Отрывок:

========

Попросил посмотреть некоторые стихи и, прочтя Фо[ло]мина, сказал:
Обругал Пастернака.
Свои обещал «поправить мигом».
Ивинская быстро улепетнула на рынок продать мыло. Не делает она ровно ничего. Она работает (очень неквалифицированно) в день полтора часа, самое большое; я – четырнадцать, пятнадцать, а получаем мы одинаково: 1200 р.
На площади встретила Заболоцкого и вернулась с ним в редакцию опять.
Он решил исполнить оба требования Борщаговского и Кривицкого, хотя от одного я отбилась. Как он боится, бедняга; и – прав.
«Исправил» он хорошо; и виолы хорошо; но с лилеями беда: заменил хвощей – ночей, а хвощ по звуку это борщ и никак не верится, что он издает какое-нибудь пение… Я собственноручно восстановила лилеи и буду снова объясняться с Симоновым – если Заболоцкий до его приезда не найдет чего-нибудь хорошего для замены{51}.
Он читал мне великолепные переводы грузина, а потом своего «Скворца». «Скворец» – поразителен{52}. Но в подборку не дает – и опять-таки прав.
К четырем часам – к Эренбургу, с письмом Симонова.
Нет уж, пусть Пушкин ходит к Эренбургу, а я не пойду.
Сух, угрюм, недоброжелателен – не то ко мне, не то к Симонову, не то к «Новому Миру», не то к целому миру вообще.
Ни одного лишнего слова. Только дело. Пока говоришь, он сидит мешком, глядя в пол, ничем тебе не помогая.
Стихов не дает. Их у него нет. Симонов думает, что его журнал чем-нибудь будет отличаться, – напрасно. Будет та же серость. Ничего не дадут: вот ведь и Платонова не дали напечатать. Рассказ Платонова для Платонова – не лучший, но в журнале – из лучших… То же и со стихами станет.

========

Перескажите короче абзац отрывка, который начинается словами «Стихов не дает», и сохраните его основные факты.

Фрагмент данных:
========

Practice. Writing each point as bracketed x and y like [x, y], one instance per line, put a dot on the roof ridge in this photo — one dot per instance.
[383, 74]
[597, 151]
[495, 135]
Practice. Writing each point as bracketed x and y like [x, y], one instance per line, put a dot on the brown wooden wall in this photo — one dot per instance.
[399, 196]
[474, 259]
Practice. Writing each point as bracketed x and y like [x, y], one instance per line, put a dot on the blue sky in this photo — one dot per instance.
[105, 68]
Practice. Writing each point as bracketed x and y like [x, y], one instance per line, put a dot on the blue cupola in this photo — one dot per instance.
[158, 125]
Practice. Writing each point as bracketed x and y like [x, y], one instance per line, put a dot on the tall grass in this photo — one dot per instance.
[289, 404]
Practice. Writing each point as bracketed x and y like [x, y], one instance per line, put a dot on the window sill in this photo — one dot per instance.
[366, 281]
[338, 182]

========

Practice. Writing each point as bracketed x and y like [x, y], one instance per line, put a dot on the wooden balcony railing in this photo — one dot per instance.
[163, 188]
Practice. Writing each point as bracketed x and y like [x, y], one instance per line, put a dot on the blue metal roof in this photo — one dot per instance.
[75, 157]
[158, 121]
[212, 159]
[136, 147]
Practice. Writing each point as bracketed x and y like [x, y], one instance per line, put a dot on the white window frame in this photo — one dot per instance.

========

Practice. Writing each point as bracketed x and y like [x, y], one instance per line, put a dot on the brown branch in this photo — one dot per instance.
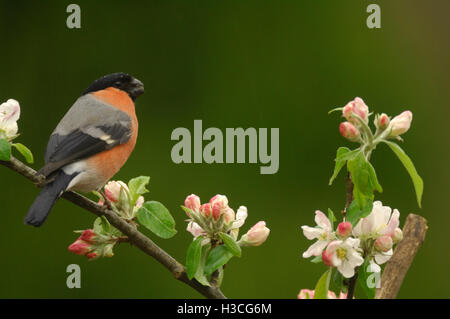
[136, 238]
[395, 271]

========

Ответ на задание:
Стихов у него нет, и он их не дает. Симонов напрасно думает, что его журнал будет чем-то отличаться: будет та же серость, ничего не дадут. Уже не дали напечатать рассказ Платонова, для Платонова не лучший, но для журнала один из лучших. Со стихами будет так же.